## The task
State how many lines in the listing below hold "striped", with no other words.

## Provided information
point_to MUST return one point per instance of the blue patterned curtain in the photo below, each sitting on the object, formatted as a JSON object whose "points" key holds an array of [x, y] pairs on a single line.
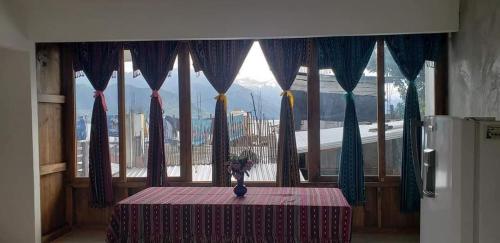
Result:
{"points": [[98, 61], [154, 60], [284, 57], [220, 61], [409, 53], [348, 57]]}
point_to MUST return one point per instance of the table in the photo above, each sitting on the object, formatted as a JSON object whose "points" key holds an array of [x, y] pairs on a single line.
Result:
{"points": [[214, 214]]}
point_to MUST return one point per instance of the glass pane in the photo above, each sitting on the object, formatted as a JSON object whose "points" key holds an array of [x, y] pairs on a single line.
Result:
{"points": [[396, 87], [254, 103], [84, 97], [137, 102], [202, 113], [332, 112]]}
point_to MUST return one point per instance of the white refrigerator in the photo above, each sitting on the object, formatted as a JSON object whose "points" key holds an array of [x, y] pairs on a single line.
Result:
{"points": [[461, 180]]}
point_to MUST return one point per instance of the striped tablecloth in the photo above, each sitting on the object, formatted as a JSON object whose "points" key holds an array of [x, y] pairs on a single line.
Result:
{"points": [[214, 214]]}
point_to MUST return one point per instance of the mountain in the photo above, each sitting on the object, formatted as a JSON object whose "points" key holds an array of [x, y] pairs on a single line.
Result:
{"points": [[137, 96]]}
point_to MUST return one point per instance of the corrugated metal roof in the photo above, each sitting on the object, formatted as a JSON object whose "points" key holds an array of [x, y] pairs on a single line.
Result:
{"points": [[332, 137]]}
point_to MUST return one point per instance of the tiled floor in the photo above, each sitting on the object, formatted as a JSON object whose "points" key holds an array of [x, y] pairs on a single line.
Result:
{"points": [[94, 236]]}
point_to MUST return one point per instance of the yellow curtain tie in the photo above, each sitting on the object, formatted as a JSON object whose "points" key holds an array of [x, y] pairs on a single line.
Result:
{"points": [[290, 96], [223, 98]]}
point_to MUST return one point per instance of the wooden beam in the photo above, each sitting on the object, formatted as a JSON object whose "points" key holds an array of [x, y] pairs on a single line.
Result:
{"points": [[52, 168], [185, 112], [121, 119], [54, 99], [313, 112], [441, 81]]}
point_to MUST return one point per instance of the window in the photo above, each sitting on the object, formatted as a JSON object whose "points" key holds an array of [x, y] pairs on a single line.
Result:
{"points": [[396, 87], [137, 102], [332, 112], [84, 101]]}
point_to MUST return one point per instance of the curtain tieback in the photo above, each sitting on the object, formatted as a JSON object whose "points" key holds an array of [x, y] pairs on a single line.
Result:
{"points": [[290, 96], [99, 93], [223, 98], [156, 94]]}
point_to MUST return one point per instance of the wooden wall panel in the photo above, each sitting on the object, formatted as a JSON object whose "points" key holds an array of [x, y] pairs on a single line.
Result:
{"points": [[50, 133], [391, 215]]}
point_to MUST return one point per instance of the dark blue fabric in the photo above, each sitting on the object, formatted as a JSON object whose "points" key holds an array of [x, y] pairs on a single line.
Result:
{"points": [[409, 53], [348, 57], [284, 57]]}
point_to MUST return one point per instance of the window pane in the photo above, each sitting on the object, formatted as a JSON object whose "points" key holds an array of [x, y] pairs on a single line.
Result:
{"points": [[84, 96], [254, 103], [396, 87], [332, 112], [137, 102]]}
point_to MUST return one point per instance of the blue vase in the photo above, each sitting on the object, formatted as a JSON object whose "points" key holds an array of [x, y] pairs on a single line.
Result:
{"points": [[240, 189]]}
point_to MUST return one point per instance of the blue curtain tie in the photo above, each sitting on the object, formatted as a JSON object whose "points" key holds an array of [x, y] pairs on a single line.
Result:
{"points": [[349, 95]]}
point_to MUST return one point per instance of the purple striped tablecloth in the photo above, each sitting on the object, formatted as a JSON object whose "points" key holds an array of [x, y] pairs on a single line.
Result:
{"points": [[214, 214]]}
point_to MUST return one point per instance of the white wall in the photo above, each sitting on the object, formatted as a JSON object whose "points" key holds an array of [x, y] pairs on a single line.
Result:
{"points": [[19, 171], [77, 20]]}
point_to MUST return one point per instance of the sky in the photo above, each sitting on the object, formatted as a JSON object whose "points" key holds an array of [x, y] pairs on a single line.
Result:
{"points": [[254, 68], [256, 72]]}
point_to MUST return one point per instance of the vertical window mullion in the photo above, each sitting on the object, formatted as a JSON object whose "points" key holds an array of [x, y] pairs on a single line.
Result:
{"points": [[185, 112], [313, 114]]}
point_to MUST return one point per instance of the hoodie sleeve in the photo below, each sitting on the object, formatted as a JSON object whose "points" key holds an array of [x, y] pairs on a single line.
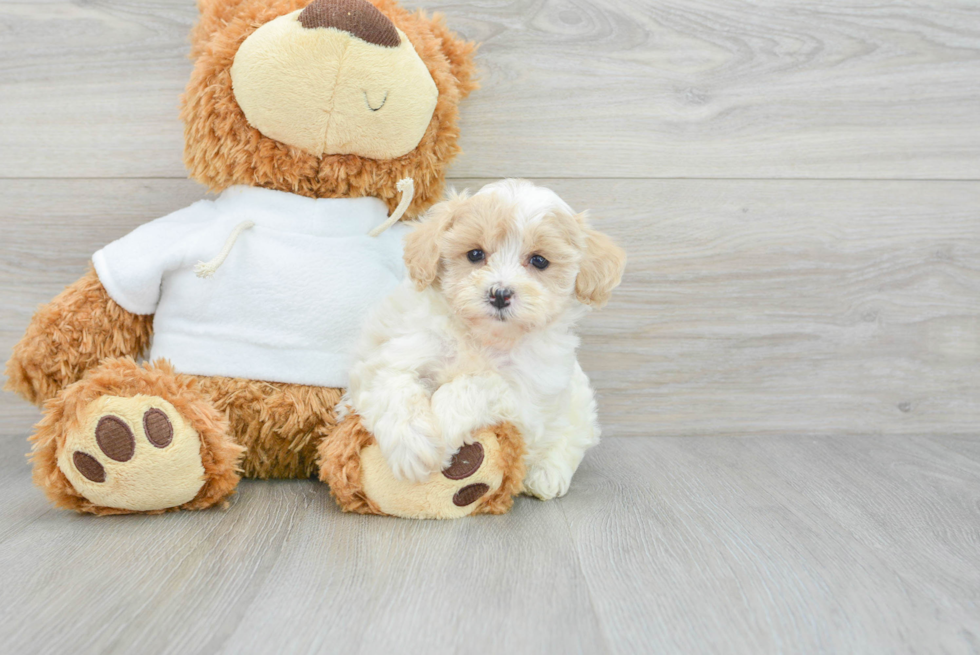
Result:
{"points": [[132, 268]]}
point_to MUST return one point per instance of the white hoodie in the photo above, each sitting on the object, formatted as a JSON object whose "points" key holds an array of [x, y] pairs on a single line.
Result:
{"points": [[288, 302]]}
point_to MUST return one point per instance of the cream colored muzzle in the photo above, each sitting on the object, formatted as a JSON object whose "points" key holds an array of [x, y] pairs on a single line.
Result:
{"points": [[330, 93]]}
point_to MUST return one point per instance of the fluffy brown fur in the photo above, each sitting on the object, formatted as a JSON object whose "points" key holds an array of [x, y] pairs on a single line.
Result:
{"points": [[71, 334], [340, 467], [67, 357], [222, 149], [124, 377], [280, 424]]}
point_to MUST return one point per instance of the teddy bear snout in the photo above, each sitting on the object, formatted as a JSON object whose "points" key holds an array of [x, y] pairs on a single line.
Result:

## Output of the exercise
2